_Task to carry out_. Can you write out the lines below again with "fattest part" switched to "widest part" everywhere, leaving everything else unchanged and omitting the pictures?

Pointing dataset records
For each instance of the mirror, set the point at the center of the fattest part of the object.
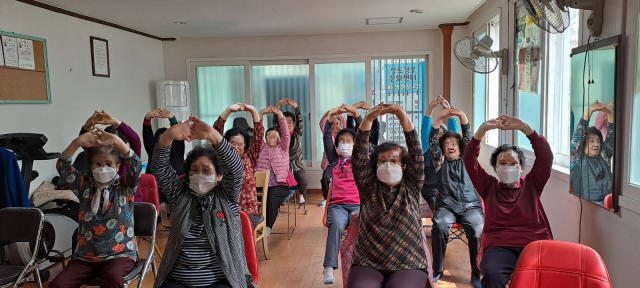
(594, 90)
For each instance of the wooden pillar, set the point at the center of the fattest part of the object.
(447, 30)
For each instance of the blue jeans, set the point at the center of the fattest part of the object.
(338, 218)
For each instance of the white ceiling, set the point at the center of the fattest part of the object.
(267, 17)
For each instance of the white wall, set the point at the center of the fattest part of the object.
(176, 53)
(136, 63)
(614, 236)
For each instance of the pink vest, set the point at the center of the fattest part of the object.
(277, 158)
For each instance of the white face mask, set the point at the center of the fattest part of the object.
(389, 173)
(508, 174)
(104, 174)
(202, 184)
(345, 150)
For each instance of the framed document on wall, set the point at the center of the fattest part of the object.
(100, 57)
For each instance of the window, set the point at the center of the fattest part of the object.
(530, 50)
(399, 81)
(559, 89)
(270, 83)
(486, 87)
(634, 162)
(218, 87)
(337, 83)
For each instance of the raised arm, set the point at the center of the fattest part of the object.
(168, 180)
(74, 179)
(255, 147)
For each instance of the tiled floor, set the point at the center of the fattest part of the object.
(298, 262)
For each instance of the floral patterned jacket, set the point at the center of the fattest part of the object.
(108, 234)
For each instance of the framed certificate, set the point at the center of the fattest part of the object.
(100, 57)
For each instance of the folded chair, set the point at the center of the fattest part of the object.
(260, 231)
(19, 224)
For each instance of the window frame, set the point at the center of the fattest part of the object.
(248, 62)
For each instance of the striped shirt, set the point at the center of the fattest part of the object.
(216, 221)
(197, 265)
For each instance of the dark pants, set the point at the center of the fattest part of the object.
(443, 219)
(365, 277)
(430, 186)
(275, 196)
(301, 178)
(497, 265)
(326, 181)
(338, 218)
(79, 271)
(170, 283)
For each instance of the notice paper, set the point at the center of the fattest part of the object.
(10, 47)
(25, 54)
(100, 57)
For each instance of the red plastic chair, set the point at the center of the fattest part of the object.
(250, 249)
(608, 202)
(558, 264)
(149, 189)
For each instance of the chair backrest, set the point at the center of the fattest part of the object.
(145, 217)
(549, 263)
(608, 202)
(149, 189)
(262, 180)
(250, 249)
(19, 224)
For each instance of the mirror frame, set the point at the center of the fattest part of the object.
(619, 117)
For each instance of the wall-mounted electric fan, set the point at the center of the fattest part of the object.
(553, 15)
(477, 56)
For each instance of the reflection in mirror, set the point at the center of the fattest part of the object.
(593, 95)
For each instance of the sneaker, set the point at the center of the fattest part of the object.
(475, 280)
(436, 276)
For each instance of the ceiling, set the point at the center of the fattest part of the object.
(207, 18)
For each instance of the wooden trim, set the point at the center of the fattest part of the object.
(90, 19)
(93, 62)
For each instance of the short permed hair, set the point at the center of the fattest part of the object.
(208, 152)
(506, 147)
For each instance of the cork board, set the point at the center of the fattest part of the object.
(23, 85)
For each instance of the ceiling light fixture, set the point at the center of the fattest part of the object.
(384, 20)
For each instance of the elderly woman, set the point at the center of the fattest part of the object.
(205, 246)
(591, 156)
(389, 250)
(514, 215)
(249, 151)
(275, 158)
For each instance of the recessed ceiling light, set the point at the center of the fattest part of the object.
(384, 20)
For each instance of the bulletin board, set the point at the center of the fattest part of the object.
(25, 79)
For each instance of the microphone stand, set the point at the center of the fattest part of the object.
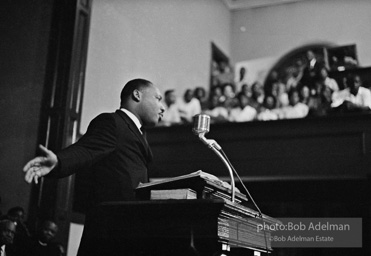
(214, 146)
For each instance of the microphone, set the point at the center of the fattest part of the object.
(201, 126)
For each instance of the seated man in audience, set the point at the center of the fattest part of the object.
(17, 215)
(217, 112)
(296, 109)
(200, 94)
(171, 115)
(229, 100)
(243, 112)
(7, 233)
(44, 244)
(268, 110)
(353, 98)
(189, 107)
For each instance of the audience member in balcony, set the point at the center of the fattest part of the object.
(225, 75)
(257, 96)
(246, 89)
(243, 112)
(7, 233)
(268, 110)
(310, 70)
(22, 235)
(228, 98)
(282, 96)
(171, 115)
(355, 98)
(200, 94)
(296, 109)
(189, 106)
(214, 73)
(327, 81)
(241, 79)
(304, 94)
(44, 243)
(295, 75)
(320, 102)
(217, 113)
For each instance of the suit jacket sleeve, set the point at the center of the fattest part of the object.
(99, 141)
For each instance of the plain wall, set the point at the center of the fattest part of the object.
(279, 29)
(165, 41)
(25, 27)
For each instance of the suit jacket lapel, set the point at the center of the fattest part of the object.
(134, 129)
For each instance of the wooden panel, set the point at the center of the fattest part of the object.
(304, 148)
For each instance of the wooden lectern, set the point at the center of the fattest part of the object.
(202, 227)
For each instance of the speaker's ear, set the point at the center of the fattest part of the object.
(136, 95)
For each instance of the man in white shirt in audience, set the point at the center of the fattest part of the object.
(189, 107)
(171, 115)
(354, 98)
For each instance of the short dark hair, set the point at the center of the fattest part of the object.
(135, 84)
(15, 209)
(167, 92)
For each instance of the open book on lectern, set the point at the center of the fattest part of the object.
(206, 185)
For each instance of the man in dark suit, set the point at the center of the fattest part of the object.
(114, 152)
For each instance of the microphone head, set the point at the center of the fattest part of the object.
(201, 124)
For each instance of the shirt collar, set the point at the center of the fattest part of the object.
(133, 118)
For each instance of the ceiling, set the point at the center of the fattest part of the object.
(249, 4)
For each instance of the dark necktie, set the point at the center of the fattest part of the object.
(144, 134)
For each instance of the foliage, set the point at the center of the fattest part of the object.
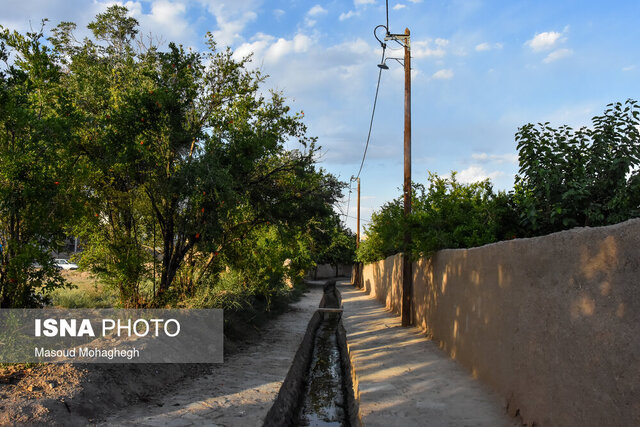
(170, 165)
(334, 244)
(588, 177)
(184, 143)
(447, 214)
(36, 191)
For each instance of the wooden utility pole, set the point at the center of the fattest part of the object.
(407, 288)
(358, 219)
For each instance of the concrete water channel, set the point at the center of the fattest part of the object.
(318, 389)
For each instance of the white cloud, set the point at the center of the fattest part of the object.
(475, 173)
(483, 47)
(317, 10)
(347, 15)
(425, 49)
(557, 54)
(497, 158)
(444, 74)
(259, 44)
(544, 41)
(232, 18)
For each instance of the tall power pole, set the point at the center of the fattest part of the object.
(407, 288)
(358, 220)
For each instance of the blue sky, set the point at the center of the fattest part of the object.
(481, 69)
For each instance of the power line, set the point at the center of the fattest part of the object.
(373, 113)
(346, 214)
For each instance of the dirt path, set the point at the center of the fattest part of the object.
(404, 379)
(238, 392)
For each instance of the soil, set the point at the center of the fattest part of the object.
(236, 392)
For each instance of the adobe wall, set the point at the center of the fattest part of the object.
(552, 323)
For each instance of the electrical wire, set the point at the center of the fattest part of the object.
(373, 113)
(346, 214)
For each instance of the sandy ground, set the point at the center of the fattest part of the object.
(404, 379)
(238, 392)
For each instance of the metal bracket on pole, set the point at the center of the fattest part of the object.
(403, 38)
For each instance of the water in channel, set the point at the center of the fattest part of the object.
(324, 402)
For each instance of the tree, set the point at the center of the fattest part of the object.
(36, 183)
(446, 214)
(185, 141)
(587, 177)
(335, 244)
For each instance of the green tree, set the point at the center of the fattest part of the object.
(446, 214)
(335, 244)
(184, 141)
(587, 177)
(36, 180)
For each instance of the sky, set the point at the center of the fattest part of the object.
(480, 70)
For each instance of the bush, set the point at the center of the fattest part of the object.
(447, 214)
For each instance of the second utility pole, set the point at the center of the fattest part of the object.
(407, 288)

_Completed task_.
For each instance of the mirror, set the point at the center of the widest part of the object.
(594, 90)
For each instance of the wooden pillar, set the point at the center of the widest part of the object.
(447, 30)
For each instance of the blue jeans, set the point at the center of the widest part of the object.
(338, 218)
For each instance of the white ceiling, set the point at the center of the widest part of the object.
(267, 17)
For each instance of the white wall, set the point at the center of the widest part of the object.
(176, 53)
(136, 63)
(614, 236)
For each instance of the pink vest, set the point at the center of the widest part of the object.
(277, 158)
For each instance of the white face mask, set the point at the center of the widest part of the object.
(389, 173)
(508, 174)
(104, 174)
(202, 184)
(345, 150)
For each instance of the framed document on wall, set the point at the center of the widest part of the object.
(100, 57)
For each instance of the window, set the point at the center of the widest part of the object.
(530, 50)
(399, 81)
(559, 89)
(270, 83)
(486, 87)
(634, 162)
(218, 87)
(337, 83)
For each instance of the raised arm, set the point at the center of the widest part of the object.
(168, 180)
(74, 179)
(255, 147)
For each instance of the tiled floor, set the point at the center of the widest part of the object.
(298, 262)
For each instance of the floral patterned jacket, set the point at the center of the widest part of the object.
(108, 234)
For each instance of the framed certificate, set the point at the center of the widest part of the object.
(100, 57)
For each instance of the folded chair, set the point at the center of the widest part of the object.
(260, 231)
(19, 224)
For each instance of the window frame, set the point at the center of the widest part of the object.
(248, 62)
For each instance of the striped shirt, set the point at the center of the widest part of the object.
(216, 221)
(197, 265)
For each instance of the dark pants, set the point at the center of the widest part of the object.
(443, 219)
(365, 277)
(430, 186)
(275, 196)
(301, 178)
(497, 265)
(326, 181)
(338, 218)
(79, 271)
(170, 283)
For each instance of the notice paper, set the point at the center of the widest part of the object.
(10, 47)
(25, 54)
(100, 57)
For each instance of the red plastic chair, set the point at the center of the widest part of the object.
(250, 249)
(608, 202)
(558, 264)
(149, 189)
For each instance of the chair backrest, set the point at the center of the widest part of the object.
(145, 217)
(549, 263)
(608, 202)
(149, 189)
(262, 180)
(250, 249)
(19, 224)
For each instance of the mirror frame, set the point at the center of the widest part of the object.
(619, 117)
For each instance of the wall-mounted electric fan, set the point at the center of the widest part of the object.
(553, 15)
(477, 56)
For each instance of the reflection in mirror, set the point at the center of the widest part of the object.
(593, 95)
For each instance of the sneaker, set the point at the center of the widest part of the object.
(475, 280)
(436, 276)
For each instance of the ceiling, set the point at the center of the widest part of the object.
(207, 18)
For each instance of the wooden trim, set the point at the center of the widest part of the object.
(90, 19)
(93, 62)
For each instance of the short permed hair, set the point at the center of the widest part of the object.
(208, 152)
(506, 147)
For each instance of the cork board, set the point at the center of the widest part of the object.
(23, 85)
For each instance of the ceiling light fixture, set the point at the center of the widest part of the object.
(384, 20)
For each instance of the elderly woman, set the point at the center of the widest part of the object.
(205, 246)
(591, 156)
(389, 250)
(514, 215)
(249, 151)
(275, 158)
For each instance of the recessed ceiling light, set the point at the center of the widest part of the object.
(384, 20)
For each instance of the bulletin board, set the point at the center of the widest part of the object.
(25, 79)
For each instance of the microphone stand, set the point at the center of the widest part of the object.
(214, 146)
For each instance of the microphone, set the point at the center of the widest part of the object.
(201, 126)
For each instance of the seated man in audience, set the point at the center of the widest part of the object.
(17, 215)
(217, 112)
(296, 109)
(200, 94)
(171, 115)
(229, 100)
(243, 112)
(7, 233)
(44, 244)
(268, 110)
(353, 98)
(189, 107)
For each instance of the audience member in balcony, set the point at the center of the widest part of the object.
(225, 75)
(257, 96)
(246, 89)
(243, 112)
(7, 233)
(268, 110)
(310, 70)
(22, 235)
(228, 98)
(282, 96)
(171, 115)
(355, 98)
(200, 94)
(296, 109)
(189, 106)
(214, 73)
(327, 81)
(241, 79)
(304, 94)
(44, 243)
(295, 75)
(320, 102)
(217, 113)
For each instance of the suit jacket sleeve, set the point at the center of the widest part of the object.
(99, 141)
For each instance of the plain wall, set the point at the center of the widest part of the object.
(279, 29)
(165, 41)
(25, 27)
For each instance of the suit jacket lapel, set the point at the center of the widest part of the object.
(134, 129)
For each instance of the wooden panel, set the point at the center of the widest part of the object.
(304, 148)
For each instance of the wooden lectern, set the point at the center of the widest part of the object.
(202, 227)
For each instance of the speaker's ear, set the point at the center of the widest part of the object.
(136, 95)
For each instance of the man in white shirt in audience, set the point at the center of the widest part of the object.
(189, 107)
(171, 115)
(354, 98)
For each instance of the short dark hair, set the point at the center of the widest part of the object.
(135, 84)
(15, 209)
(167, 92)
For each instance of the open book on lectern, set the point at the center of the widest part of the object.
(206, 185)
For each instance of the man in dark suit, set the point at the center of the widest part of the object.
(114, 152)
For each instance of the microphone head, set the point at the center of the widest part of the object.
(201, 124)
For each instance of the shirt collar, set the point at the center of the widest part of the object.
(133, 118)
For each instance of the ceiling, set the point at the center of the widest part of the object.
(249, 4)
For each instance of the dark necktie, set the point at the center of the widest part of the object.
(144, 134)
For each instance of the foliage, set the point at the center of the widest part of the object.
(170, 165)
(334, 244)
(588, 177)
(184, 143)
(447, 214)
(36, 191)
For each instance of the wooden utility pole, set the point at the center of the widest part of the object.
(407, 288)
(358, 219)
For each instance of the concrete water channel, set the point at the center of the widest part of the object.
(318, 389)
For each instance of the white cloud, set the point at the center of the widest part of the object.
(475, 173)
(483, 47)
(317, 10)
(347, 15)
(425, 49)
(557, 54)
(497, 158)
(444, 74)
(259, 44)
(544, 41)
(232, 18)
For each instance of the tall power pole, set the point at the center of the widest part of the object.
(407, 288)
(358, 220)
For each instance of the blue sky, set the point at the center of the widest part of the object.
(481, 69)
For each instance of the power line, set the point at the center of the widest part of the object.
(373, 113)
(346, 214)
For each instance of the dirt path, set the point at the center of the widest part of the object.
(404, 379)
(238, 392)
For each instance of the soil, set the point at the center of the widest part of the object.
(236, 392)
For each instance of the adobe wall, set the point at the center of the widest part of the object.
(552, 323)
For each instance of the electrical wire, set the point at the center of the widest part of the object.
(373, 113)
(346, 214)
For each instance of the sandy ground, set the point at the center of the widest part of the object.
(404, 379)
(238, 392)
For each instance of the metal bracket on pole, set the point at the center of the widest part of the object.
(403, 38)
For each instance of the water in channel, set the point at the center of the widest part of the object.
(324, 402)
For each instance of the tree, set the point at the center of the widest part of the object.
(36, 183)
(446, 214)
(185, 141)
(587, 177)
(335, 244)
For each instance of the green tree, set the point at the center of the widest part of the object.
(446, 214)
(335, 244)
(184, 141)
(587, 177)
(36, 180)
For each instance of the sky, set the point at the center of the widest part of the object.
(480, 70)
For each instance of the bush, set the point at the center of the widest part of the object.
(447, 214)
For each instance of the second utility pole, set the point at the center of the widest part of the object.
(407, 288)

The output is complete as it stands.